The first Consulate to the Grand Duchy of Tuscany was established in Livorno (then known in English as Leghorn), with consular agent Phillip Felicchi being appointed on 29 May 1794. As Tuscany did not recognize consulates posted in Florence, the first U.S. Consular Agent to serve Florence was Vice Consular Agent James Ombrosi, who was under mandate from the U.S. Consulate at Leghorn (Livorno). Ombrosi was accredited on May 15, 1819.

In March 2025, the second Trump administration announced it may close the U.S. Consulate in Florence, along with other consulates in Italy, France, Germany and Portugal. The President of the Tuscany Region, Eugenio Giani, publicly opposed the proposed closure. In April 2025, Giani announced that he had written a letter to U.S. President Donald Trump and to the U.S. Embassy in Rome. In his letter, President Giani wrote that "In 1819 James Ombrosi took office in Florence as the first consular agent and the first true consul George Perkins Marsh, appointed by President Abraham Lincoln, arrived in 1861. This is one of the most genuine examples of the special relationship that has always been between Tuscany and the United States. Since then, the consulate in Florence has always exercised an important function, including that of issuing visas, which today is exercised only in four American consulates in Italy. I therefore believe that closing the American consulate in Florence would be an inopportune choice that ignores history, the US presence in the region and the welcome that Tuscany has always given to the people of the United States. The Government of Tuscany Region makes a careful appeal for this not to happen: it would be a fatal mistake of history and an element of serious detachment from what has always fueled the relationship between American citizens, the city of Florence and Tuscany. Giorgio Spini, in his book on the history of Florence in the nineteenth century reminds us of when still the "little Florence", which in 1850 had not yet become the capital of Italy, was a city of 100,000 inhabitants and already had 5,000 residents who came from the Anglo-Saxon world, mainly Americans and English. It is evident that there is therefore a structural presence in the relationship between what is the culture expressed by Tuscany and what is today the United States, also formed by a legacy of thought and presence of Tuscan characters, from Amerigo Vespucci to Filippo Mazzei, who have played a fundamental role in past and recent American history. The possible closure of the consulate would be a wrong message addressed to all US citizens who live, work and study in Tuscany and for those who come to visit it."

Florence Mayor Sara Funaro also condemned the proposed closure, defining it as "A reckless decision to the detriment of the many Americans who study and work in Florence, an unmotivated choice that severs a historic relationship with the city. We will make every possible complaint in the appropriate forums. Ours is a city that has always made hospitality a hallmark. There is a strong and consolidated bond with the United States that is rooted in the past. I think of the love for Florence, evidenced in a letter to Mayor Bargellini, written after the 1966 flood of the river Arno, by Jacqueline Kennedy in which she wrote, 'I know that everyone in the world will continue to offer their help, as much as possible and whenever necessary, because the entire world will forever be indebted to Florence.' This decision is a slap in the face to our history, our present, and our future."

EXTRACTED DATA
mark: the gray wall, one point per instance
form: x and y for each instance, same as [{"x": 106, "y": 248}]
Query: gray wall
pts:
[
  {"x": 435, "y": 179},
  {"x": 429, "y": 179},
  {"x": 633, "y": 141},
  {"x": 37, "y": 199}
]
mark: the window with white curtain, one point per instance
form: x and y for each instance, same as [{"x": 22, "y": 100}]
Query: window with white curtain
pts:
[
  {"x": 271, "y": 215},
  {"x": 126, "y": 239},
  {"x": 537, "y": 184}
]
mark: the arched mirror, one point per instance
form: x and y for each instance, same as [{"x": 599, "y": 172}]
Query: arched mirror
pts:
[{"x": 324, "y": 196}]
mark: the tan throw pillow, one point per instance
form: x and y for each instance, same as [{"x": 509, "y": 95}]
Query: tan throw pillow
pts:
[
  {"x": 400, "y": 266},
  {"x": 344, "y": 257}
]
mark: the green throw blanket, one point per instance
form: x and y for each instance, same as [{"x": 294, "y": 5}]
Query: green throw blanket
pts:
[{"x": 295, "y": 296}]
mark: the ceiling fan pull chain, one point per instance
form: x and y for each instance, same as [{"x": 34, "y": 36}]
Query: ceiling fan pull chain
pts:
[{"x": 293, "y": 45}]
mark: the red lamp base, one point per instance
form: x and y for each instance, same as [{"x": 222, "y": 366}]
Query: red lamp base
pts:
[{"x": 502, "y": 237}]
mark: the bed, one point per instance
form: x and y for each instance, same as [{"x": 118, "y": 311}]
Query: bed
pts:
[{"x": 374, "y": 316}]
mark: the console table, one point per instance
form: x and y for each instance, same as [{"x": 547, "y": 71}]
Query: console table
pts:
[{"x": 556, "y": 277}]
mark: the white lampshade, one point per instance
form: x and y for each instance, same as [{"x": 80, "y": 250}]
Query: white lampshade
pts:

REQUIRED TASKS
(1) Switch every "Leghorn" to "Livorno" in the text on the U.S. consulate in Florence, starting at the words "The first Consulate" and stopping after "May 15, 1819.".
(2) Resume the text on the U.S. consulate in Florence after its last sentence.

SET OF ANSWERS
(1)
The first Consulate to the Grand Duchy of Tuscany was established in Livorno (then known in English as Livorno), with consular agent Phillip Felicchi being appointed on 29 May 1794. As Tuscany did not recognize consulates posted in Florence, the first U.S. Consular Agent to serve Florence was Vice Consular Agent James Ombrosi, who was under mandate from the U.S. Consulate at Livorno (Livorno). Ombrosi was accredited on May 15, 1819.

(2)
The Secretary of State for Foreign Affairs of the Republic of San Marino, Luca Beccari, stated: “We have taken part in discussions with advisors of the central Administration of Washington, who wanted to hear from the various parties involved in interactions with the Consulate; obviously, San Marino has expressed its strong interest in the Consulate remaining open.” He explained that the U.S. Consulate General in Florence is “an important reference point” not only for the administration of the Secretariat of State for Foreign Affairs, but above all for “the many Sammarinese citizens - starting with those who hold dual citizenship - who make use of the services of the Consulate.” Beccari added: “These are services related to passport renewals, or procedures linked to their status as American citizens; for Sammarinese citizens who are not also United States citizens, these are usually applications for long-term entry visas.” He concluded affirming that: “From a logistical point of view, what changes is where consular services are carried out. Obviously, from a substantive point of view, nothing changes in relations with the United States. However, for us - also from the point of view of operational practices, which have now become established with the Florence Consulate - it is clear that it would be important for this to remain.”

The potential closure of the consulate was also opposed by the Italian and American business communities in Tuscany and the Florence Chamber of Commerce. Business leaders noted that the consulate acts as a hub and trade facilitator between Tuscany and the United States. Approximately 250 American companies operate in Tuscany, as of 2025, employing more than forty-five thousand people. According to industry estimates, Tuscany exported more than 9 billion Euros in goods and services to the United States in 2024.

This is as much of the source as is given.